**Task 1**
Quote the music industry column from "TAYLOR SELLS THROUGH: It’s" to "of the chart.".
**Task 2**
According to the music industry column, how many straight weeks has Taylor Swift's folklore held the #1 spot?
**Task 3**
Rewrite the paragraph of the music industry column that begins "TAYLOR SELLS THROUGH" as a shorter bulleted list that keeps its main facts.

HITS Daily Double


GET IN THE VAN: Branding, marketing and related initiatives must go on, tours or no tours, and artists and labels are bringing their projects to consumers and gatekeepers in whatever ways are available. Travis Scott has a splashy deal with McDonald’s; team Selena Gomez/BLACKPINK deliver ice cream via truck; Miley CyrusRCA crew took their van to influencers with an installation video shoot; and the K-Pop phenomenon, led by BTS, BLACKPINK and SuperM, is pushing the marketing envelope in every respect. It’s clear that forging a new path to the eyeballs and earholes of a quarantined nation is indispensable for success in this strange new world; how might the tools developed during this period translate to whatever comes next?

TAYLOR SELLS THROUGH: It’s fascinating to see Taylor Swift holding onto the #1 spot for six straight weeks with her rootsy, acclaimed Republic set folklore. Taylor’s canny and plentiful D2C offerings have buoyed her set, now at #6 in total U.S. activity YTD with 1.4m+, despite being the only album in the YTD Top 10 to have fewer than 1 billion streams; she’s currently at 660m+. That’s a solid stream count and particularly impressive for a pop artist who broke out more than a decade ago, but her album has roughly half the streams of the #7 entry from Juice WRLD. Taylor is selling lots of albums—she’ll likely be the only artist with 1m in “pure” album sales in 2020—in combination with T-shirts and other fan-pleasing merch, and as orders have shipped out week after week they’ve kept folklore pinned to the top of the chart.

GRAMMY AND THE MOMENT: It seems inevitable that the Grammys will be strongly influenced, in its noms, awards and TV presentation, by the Black Lives Matter movement and the ongoing battle over racism, police violence and systemic inequality. Meanwhile, the issues raised in the last few years about the representation of women continue to exert their own force. Given these circumstances, will the Academy try to vouchsafe its relevance by anointing artists of color and especially women artists of color? Will Summer Walker, Megan Thee Stallion, Lil Baby, DaBaby, Roddy Ricch and other chart hitters make it to the winners’ circle? Will Juice WRLD and Pop Smoke be showered with posthumous honors, including unprecedented Best New Artist noms? The controversy surrounding the latter category continues, meanwhile, as the new rules regarding when an artist “came to prominence” are seen as incredibly subjective—and open to Talmudic interpretation if the committee wants that act included.

**Extracted entries**
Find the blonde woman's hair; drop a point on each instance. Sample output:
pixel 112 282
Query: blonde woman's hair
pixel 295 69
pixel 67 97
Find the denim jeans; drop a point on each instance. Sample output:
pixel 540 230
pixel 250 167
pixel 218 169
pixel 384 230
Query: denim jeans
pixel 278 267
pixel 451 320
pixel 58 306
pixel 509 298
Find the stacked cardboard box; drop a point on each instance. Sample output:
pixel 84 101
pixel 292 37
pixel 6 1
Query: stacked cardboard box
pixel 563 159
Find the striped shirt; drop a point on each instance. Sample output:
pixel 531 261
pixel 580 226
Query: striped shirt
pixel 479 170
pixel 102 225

**Exercise solution 1**
TAYLOR SELLS THROUGH: It’s fascinating to see Taylor Swift holding onto the #1 spot for six straight weeks with her rootsy, acclaimed Republic set folklore. Taylor’s canny and plentiful D2C offerings have buoyed her set, now at #6 in total U.S. activity YTD with 1.4m+, despite being the only album in the YTD Top 10 to have fewer than 1 billion streams; she’s currently at 660m+. That’s a solid stream count and particularly impressive for a pop artist who broke out more than a decade ago, but her album has roughly half the streams of the #7 entry from Juice WRLD. Taylor is selling lots of albums—she’ll likely be the only artist with 1m in “pure” album sales in 2020—in combination with T-shirts and other fan-pleasing merch, and as orders have shipped out week after week they’ve kept folklore pinned to the top of the chart.

**Exercise solution 2**
Six straight weeks.

**Exercise solution 3**
- Taylor Swift's Republic album folklore has held #1 for six straight weeks.
- Her direct-to-consumer offerings have helped push it to #6 in total U.S. activity year to date, with 1.4m+.
- It is the only album in the year-to-date Top 10 with fewer than 1 billion streams. It has 660m+, roughly half the streams of Juice WRLD's #7 entry.
- She will likely be the only artist with 1m in "pure" album sales in 2020.
- Albums sold with T-shirts and other merch, shipping out week after week, have kept folklore at the top of the chart.